___ Listed records ___

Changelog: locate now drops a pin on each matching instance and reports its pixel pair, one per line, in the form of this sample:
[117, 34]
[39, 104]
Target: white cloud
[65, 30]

___

Write out the records above word for word, keeping every line and mark as it stands.

(Task output)
Changelog: locate now drops a pin on each matching instance and reports its pixel pair, one per line, in the form of this sample:
[117, 34]
[39, 104]
Target: white cloud
[65, 30]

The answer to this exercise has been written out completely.